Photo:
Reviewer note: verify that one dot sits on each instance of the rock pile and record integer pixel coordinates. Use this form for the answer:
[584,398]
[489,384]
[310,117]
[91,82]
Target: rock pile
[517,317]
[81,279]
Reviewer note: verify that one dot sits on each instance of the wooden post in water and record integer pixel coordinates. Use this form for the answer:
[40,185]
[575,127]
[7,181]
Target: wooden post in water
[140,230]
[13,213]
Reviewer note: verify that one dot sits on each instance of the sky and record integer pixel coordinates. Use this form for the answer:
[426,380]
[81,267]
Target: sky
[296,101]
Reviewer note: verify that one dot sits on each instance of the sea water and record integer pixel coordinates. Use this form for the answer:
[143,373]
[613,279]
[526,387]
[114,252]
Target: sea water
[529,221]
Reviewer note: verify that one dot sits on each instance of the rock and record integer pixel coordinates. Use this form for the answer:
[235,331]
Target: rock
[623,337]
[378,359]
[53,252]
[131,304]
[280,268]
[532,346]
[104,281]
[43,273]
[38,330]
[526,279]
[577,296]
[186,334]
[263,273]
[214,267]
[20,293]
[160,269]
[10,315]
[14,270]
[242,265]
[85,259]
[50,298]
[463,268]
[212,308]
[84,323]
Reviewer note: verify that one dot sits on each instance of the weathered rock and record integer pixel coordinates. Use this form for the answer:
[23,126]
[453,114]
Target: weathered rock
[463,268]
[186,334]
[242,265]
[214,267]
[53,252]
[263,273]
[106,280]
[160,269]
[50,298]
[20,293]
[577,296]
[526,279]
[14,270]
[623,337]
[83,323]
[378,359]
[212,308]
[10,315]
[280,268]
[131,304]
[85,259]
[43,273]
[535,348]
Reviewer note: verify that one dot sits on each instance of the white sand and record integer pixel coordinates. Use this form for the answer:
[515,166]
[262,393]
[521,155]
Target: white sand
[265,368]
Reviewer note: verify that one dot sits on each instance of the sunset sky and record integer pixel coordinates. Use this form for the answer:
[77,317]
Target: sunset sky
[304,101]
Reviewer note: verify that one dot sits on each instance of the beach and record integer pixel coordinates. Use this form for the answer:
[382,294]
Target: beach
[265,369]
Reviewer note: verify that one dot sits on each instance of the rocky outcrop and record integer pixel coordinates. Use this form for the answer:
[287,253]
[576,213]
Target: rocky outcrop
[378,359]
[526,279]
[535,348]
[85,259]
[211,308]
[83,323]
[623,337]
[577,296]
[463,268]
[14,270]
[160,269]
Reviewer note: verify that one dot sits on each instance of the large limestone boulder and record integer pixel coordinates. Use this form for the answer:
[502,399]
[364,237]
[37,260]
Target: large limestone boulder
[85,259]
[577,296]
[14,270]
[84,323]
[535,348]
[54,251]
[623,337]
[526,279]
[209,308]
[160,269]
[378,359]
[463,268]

Problem description –
Copy down the material exactly as written.

Finished exercise –
Photo:
Reviewer note: verify that one dot sits on each instance of the rock pile and record integer pixel coordinates. Use this form for the answer:
[584,398]
[489,384]
[310,117]
[91,82]
Target: rock pile
[517,317]
[81,279]
Reviewer note: verify that one dot sits on each instance of the wooden post in water and record integer pixel coordinates. Use this form for the answer:
[40,185]
[575,127]
[7,181]
Target: wooden post in water
[140,230]
[13,213]
Reviewer note: verify that one dot sits on each instance of the sky and record integer pixel coordinates. Use this form for the answer:
[426,380]
[81,267]
Target: sky
[296,101]
Reviewer note: verify that one dot sits on each instance of the sea water and record integer pixel coordinates. Use this form for the answer:
[143,373]
[613,279]
[526,387]
[114,252]
Target: sea water
[529,221]
Reviewer note: verify that one dot sits on each instance of the rock and record integer pixel coordinates. Use this form for the answer:
[235,331]
Target: rock
[623,337]
[378,359]
[53,252]
[131,304]
[280,268]
[532,346]
[104,281]
[43,273]
[38,330]
[526,279]
[577,296]
[186,334]
[263,273]
[214,267]
[20,293]
[160,269]
[10,315]
[14,270]
[242,265]
[85,259]
[50,298]
[463,268]
[212,308]
[84,323]
Reviewer note: verify that one dot sits on each instance of the weathered rock and record integer pixel coordinates. Use this form for the answer:
[23,126]
[453,114]
Target: weathered rock
[463,268]
[186,334]
[242,265]
[214,267]
[53,252]
[263,273]
[106,280]
[160,269]
[50,298]
[20,293]
[577,296]
[526,279]
[14,270]
[623,337]
[83,323]
[378,359]
[212,308]
[10,315]
[280,268]
[131,304]
[85,259]
[43,273]
[535,348]
Reviewer note: verify that one dot sits on each instance of the white sand and record integer pixel coordinates. Use this form for the answer:
[515,166]
[262,393]
[521,155]
Target: white sand
[265,368]
Reviewer note: verify that one dot sits on each instance of the sunset sky and record integer pixel coordinates. Use this form for the answer:
[77,317]
Target: sunset sky
[304,101]
Reviewer note: verify that one dot sits on each instance of the beach and record integer pixel coordinates. Use this form for the answer:
[382,294]
Target: beach
[265,369]
Reviewer note: verify that one dot sits on each instance of the rocky outcrop and record integer pixel coordinates. Use this form for the answer:
[287,253]
[576,213]
Target: rocky outcrop
[378,359]
[526,279]
[535,348]
[85,259]
[211,308]
[83,323]
[623,337]
[577,296]
[463,268]
[14,270]
[160,269]
Reviewer note: verify that one dot sits on each instance of the large limestone boulder and record integer pixel coordinates. Use this form for the answer:
[502,399]
[364,237]
[37,260]
Target: large limestone boulder
[85,259]
[577,296]
[14,270]
[84,323]
[535,348]
[54,251]
[623,337]
[526,279]
[209,308]
[160,269]
[378,359]
[463,268]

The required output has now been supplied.